Jak podaje portal prawo.pl, całkowity zakaz odwiedzin obowiązuje m.in. w Powiatowym Szpitalu Specjalistycznym w Stalowej Woli, w warszawskich placówkach: Szpitalu Praskim, Międzyleskim Szpitalu Specjalistycznym czy w Szpitalu Dziecięcym przy ul. Niekłańskiej.
Dyrektorzy placówek tłumaczą się, że co prawda spadła dobowa liczba zakażeń, ale pandemia się nie zakończyła.
- Jest jeszcze stanowczo zbyt wcześnie na odwołanie zakazu odwiedzin, to byłoby zbyt niebezpieczne, a my nie możemy ryzykować zdrowia i życia pacjentów przebywających w naszym szpitalu. Dlatego też decyzja o zakazie odwiedzin obowiązuje do odwołania – mówi portalowi prawo.pl, Andrzej Komsa, pełniący obowiązki dyrektora SPZZOZ Powiatowego Szpitala Specjalistycznego w Stalowej Woli.
Całkowity zakaz odwiedzin jest jednak bezprawny. Zgodnie z ustawą o prawach pacjenta i Rzeczniku Praw Pacjenta osoba przebywająca na leczeniu w szpitalu ma prawo do kontaktu osobistego, telefonicznego lub korespondencyjnego z innymi osobami.

### Zadania do wykonania
1 - Przepisz fragment tekstu o zakazie odwiedzin w szpitalach od słów "Jak podaje portal" aż do słów "w Stalowej Woli." włącznie, zamieniając "zakażeń" na "infekcji".
2 - Odpowiedz krótko na podstawie tekstu o zakazie odwiedzin w szpitalach:
(a) W którym szpitalu Andrzej Komsa pełni obowiązki dyrektora?
(b) Do kiedy obowiązuje decyzja o zakazie odwiedzin w tym szpitalu?
(c) Która ustawa daje pacjentowi w szpitalu prawo do kontaktu z innymi osobami?

### Informacje
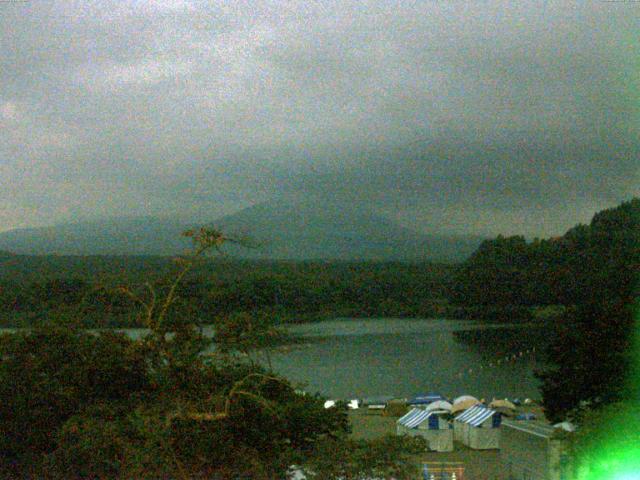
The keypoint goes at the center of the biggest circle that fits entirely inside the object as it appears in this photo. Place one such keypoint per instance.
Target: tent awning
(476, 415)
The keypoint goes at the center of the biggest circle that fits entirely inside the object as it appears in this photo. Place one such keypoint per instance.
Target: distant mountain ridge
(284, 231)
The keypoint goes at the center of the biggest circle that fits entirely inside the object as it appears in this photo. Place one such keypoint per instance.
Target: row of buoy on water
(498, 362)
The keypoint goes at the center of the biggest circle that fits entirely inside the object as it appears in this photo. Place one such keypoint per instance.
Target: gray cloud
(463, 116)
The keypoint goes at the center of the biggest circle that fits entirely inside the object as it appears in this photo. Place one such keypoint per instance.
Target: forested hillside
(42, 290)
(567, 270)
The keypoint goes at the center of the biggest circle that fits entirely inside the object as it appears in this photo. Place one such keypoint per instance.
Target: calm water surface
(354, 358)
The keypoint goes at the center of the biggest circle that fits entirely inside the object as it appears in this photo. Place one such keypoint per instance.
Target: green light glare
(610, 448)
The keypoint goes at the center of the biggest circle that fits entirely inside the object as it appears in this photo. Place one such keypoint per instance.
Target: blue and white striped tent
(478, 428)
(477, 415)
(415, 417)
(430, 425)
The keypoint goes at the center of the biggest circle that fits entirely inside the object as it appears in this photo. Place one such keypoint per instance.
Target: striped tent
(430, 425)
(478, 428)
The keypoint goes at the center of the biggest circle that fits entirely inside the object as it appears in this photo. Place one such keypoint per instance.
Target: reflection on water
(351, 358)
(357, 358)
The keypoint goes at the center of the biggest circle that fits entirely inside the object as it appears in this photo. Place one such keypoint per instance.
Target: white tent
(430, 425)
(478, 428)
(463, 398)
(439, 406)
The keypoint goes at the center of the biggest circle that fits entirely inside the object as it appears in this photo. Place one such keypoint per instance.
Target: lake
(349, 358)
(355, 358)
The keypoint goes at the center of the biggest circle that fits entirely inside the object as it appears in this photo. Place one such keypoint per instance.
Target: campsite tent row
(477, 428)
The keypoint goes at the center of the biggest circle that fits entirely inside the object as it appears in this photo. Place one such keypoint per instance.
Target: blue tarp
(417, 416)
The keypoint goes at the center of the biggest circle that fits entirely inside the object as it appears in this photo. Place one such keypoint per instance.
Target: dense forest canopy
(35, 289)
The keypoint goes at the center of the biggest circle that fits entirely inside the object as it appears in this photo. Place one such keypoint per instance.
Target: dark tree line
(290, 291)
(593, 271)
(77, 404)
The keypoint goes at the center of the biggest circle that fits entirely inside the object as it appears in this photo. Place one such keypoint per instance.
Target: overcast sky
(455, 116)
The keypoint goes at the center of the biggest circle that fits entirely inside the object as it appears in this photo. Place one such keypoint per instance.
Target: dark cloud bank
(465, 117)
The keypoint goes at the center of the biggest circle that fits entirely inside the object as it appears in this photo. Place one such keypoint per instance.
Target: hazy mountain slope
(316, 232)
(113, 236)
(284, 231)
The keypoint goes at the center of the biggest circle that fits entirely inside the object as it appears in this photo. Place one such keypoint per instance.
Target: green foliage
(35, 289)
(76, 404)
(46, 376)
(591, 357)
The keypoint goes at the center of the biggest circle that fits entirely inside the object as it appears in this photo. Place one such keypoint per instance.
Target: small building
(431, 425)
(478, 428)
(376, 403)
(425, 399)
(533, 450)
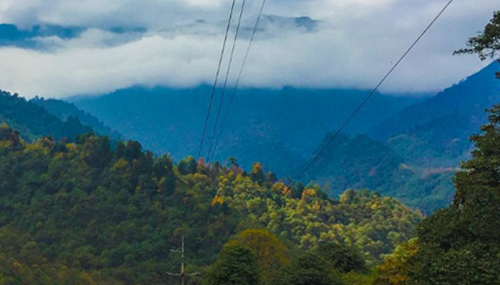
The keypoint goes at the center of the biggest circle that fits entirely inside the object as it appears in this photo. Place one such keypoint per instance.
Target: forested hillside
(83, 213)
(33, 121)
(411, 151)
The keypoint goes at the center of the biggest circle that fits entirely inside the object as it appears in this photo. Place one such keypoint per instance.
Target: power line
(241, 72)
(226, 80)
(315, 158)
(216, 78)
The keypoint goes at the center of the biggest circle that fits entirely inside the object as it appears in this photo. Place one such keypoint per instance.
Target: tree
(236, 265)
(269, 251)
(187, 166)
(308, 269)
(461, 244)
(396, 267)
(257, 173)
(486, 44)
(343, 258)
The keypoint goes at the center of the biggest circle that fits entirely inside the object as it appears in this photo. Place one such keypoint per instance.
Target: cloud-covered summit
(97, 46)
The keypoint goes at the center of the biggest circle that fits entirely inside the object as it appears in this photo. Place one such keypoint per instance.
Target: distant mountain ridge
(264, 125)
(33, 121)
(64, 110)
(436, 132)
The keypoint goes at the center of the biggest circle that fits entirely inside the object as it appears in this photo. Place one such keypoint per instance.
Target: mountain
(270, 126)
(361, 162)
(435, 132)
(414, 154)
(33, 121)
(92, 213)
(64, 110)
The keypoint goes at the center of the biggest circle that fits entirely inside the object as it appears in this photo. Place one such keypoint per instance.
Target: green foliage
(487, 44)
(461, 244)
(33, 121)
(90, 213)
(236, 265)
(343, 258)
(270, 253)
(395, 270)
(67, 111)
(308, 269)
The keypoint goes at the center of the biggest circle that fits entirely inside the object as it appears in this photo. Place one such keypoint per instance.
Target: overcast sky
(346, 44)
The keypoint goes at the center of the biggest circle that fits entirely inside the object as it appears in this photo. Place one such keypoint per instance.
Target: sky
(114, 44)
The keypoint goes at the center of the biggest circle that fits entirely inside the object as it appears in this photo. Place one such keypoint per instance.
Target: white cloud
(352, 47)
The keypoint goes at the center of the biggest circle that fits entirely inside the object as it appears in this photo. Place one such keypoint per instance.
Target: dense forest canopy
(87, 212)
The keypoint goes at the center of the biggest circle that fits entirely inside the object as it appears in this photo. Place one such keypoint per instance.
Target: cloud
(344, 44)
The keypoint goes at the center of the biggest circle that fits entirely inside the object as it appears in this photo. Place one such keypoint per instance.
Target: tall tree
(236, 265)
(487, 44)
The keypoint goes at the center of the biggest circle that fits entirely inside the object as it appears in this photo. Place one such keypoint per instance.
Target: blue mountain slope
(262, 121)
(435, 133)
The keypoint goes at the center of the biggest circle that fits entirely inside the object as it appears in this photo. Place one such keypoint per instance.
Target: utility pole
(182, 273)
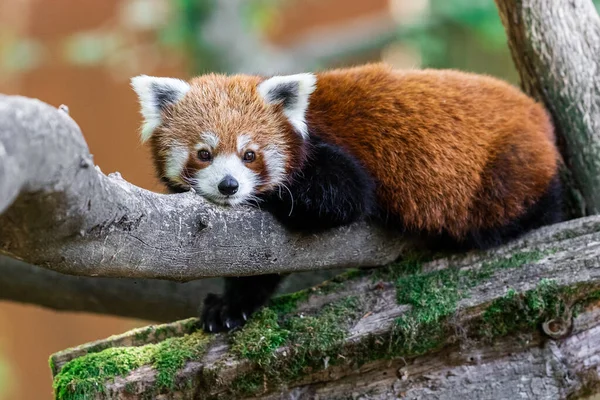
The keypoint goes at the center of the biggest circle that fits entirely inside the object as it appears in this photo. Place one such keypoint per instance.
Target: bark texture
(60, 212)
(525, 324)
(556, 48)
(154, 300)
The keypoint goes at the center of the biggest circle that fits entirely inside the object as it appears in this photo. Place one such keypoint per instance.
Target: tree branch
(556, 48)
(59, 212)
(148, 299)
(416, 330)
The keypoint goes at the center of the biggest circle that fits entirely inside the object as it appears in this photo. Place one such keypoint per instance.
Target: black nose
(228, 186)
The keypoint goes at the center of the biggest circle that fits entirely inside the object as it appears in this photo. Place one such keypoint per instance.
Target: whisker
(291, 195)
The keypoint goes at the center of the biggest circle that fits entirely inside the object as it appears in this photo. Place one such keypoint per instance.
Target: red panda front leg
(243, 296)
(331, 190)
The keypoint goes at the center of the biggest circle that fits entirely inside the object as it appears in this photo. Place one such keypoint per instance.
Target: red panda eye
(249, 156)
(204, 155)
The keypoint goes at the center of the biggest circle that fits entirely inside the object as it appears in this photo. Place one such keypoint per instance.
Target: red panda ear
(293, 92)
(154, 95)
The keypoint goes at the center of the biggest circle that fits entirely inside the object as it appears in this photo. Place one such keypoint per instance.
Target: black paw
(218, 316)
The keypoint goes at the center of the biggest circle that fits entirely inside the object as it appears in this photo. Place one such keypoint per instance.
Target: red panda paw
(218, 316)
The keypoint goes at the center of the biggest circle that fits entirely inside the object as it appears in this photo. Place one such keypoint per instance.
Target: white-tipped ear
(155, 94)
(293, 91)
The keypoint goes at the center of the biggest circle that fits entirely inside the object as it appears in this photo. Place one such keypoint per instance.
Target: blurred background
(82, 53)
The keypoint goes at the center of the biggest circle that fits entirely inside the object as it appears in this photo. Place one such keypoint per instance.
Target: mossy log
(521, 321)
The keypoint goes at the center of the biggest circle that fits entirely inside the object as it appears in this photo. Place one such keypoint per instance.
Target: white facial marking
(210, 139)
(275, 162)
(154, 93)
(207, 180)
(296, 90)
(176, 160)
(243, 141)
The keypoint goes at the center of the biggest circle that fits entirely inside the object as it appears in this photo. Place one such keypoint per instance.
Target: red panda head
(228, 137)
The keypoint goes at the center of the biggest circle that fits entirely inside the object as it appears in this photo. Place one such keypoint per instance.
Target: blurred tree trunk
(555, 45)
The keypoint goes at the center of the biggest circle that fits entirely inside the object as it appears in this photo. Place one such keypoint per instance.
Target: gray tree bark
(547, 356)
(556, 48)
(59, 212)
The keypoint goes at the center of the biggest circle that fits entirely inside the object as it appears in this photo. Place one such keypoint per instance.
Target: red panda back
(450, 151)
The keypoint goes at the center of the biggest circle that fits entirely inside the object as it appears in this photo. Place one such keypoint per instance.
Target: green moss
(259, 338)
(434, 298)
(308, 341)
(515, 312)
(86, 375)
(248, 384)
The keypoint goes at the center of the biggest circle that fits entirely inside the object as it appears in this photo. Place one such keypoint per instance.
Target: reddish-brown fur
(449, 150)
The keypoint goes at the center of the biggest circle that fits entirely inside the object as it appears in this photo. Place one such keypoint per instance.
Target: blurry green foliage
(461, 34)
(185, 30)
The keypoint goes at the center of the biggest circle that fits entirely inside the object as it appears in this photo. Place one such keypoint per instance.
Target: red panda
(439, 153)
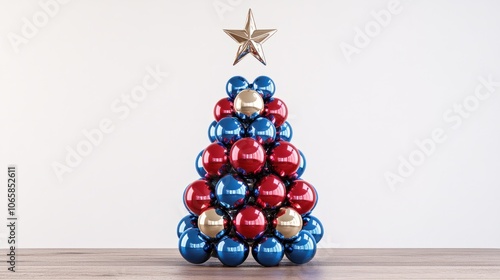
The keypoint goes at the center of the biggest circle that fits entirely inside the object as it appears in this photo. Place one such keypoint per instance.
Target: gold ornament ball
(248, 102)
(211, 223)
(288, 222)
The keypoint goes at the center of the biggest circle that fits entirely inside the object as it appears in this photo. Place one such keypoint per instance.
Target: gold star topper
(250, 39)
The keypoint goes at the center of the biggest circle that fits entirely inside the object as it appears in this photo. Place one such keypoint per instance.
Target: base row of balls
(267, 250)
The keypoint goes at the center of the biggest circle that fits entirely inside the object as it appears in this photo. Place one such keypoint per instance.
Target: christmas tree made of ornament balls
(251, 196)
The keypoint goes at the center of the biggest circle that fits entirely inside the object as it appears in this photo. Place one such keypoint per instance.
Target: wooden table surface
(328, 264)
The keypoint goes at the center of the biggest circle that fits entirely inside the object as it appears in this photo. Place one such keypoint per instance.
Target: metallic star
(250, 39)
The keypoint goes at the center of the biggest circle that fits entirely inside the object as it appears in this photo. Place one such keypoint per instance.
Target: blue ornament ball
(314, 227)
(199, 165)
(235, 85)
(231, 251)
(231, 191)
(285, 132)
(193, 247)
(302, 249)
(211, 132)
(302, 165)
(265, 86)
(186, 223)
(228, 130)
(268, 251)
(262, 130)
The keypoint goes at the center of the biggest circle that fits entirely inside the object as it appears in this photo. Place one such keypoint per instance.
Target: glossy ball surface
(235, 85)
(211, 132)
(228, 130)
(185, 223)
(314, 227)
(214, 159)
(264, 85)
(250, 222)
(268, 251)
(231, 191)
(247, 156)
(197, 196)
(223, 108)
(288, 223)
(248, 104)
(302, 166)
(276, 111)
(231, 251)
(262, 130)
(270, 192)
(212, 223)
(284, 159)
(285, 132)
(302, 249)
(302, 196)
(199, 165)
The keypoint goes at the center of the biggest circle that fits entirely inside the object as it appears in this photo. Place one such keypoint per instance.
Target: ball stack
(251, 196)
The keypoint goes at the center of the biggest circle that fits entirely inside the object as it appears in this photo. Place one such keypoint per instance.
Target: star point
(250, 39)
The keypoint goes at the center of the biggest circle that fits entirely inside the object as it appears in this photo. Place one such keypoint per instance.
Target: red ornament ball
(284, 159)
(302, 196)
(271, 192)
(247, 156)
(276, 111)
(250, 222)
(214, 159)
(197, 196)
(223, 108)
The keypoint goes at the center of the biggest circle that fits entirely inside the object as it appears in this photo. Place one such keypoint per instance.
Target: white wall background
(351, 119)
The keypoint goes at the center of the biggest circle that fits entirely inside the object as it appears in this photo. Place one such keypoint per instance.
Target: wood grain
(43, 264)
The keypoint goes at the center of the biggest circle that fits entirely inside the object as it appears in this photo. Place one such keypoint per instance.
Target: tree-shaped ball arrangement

### Rozwiązania poniżej
1 -
Jak podaje portal prawo.pl, całkowity zakaz odwiedzin obowiązuje m.in. w Powiatowym Szpitalu Specjalistycznym w Stalowej Woli, w warszawskich placówkach: Szpitalu Praskim, Międzyleskim Szpitalu Specjalistycznym czy w Szpitalu Dziecięcym przy ul. Niekłańskiej.
Dyrektorzy placówek tłumaczą się, że co prawda spadła dobowa liczba infekcji, ale pandemia się nie zakończyła.
- Jest jeszcze stanowczo zbyt wcześnie na odwołanie zakazu odwiedzin, to byłoby zbyt niebezpieczne, a my nie możemy ryzykować zdrowia i życia pacjentów przebywających w naszym szpitalu. Dlatego też decyzja o zakazie odwiedzin obowiązuje do odwołania – mówi portalowi prawo.pl, Andrzej Komsa, pełniący obowiązki dyrektora SPZZOZ Powiatowego Szpitala Specjalistycznego w Stalowej Woli.

2 -
(a) W SPZZOZ Powiatowym Szpitalu Specjalistycznym w Stalowej Woli.
(b) Do odwołania.
(c) Ustawa o prawach pacjenta i Rzeczniku Praw Pacjenta.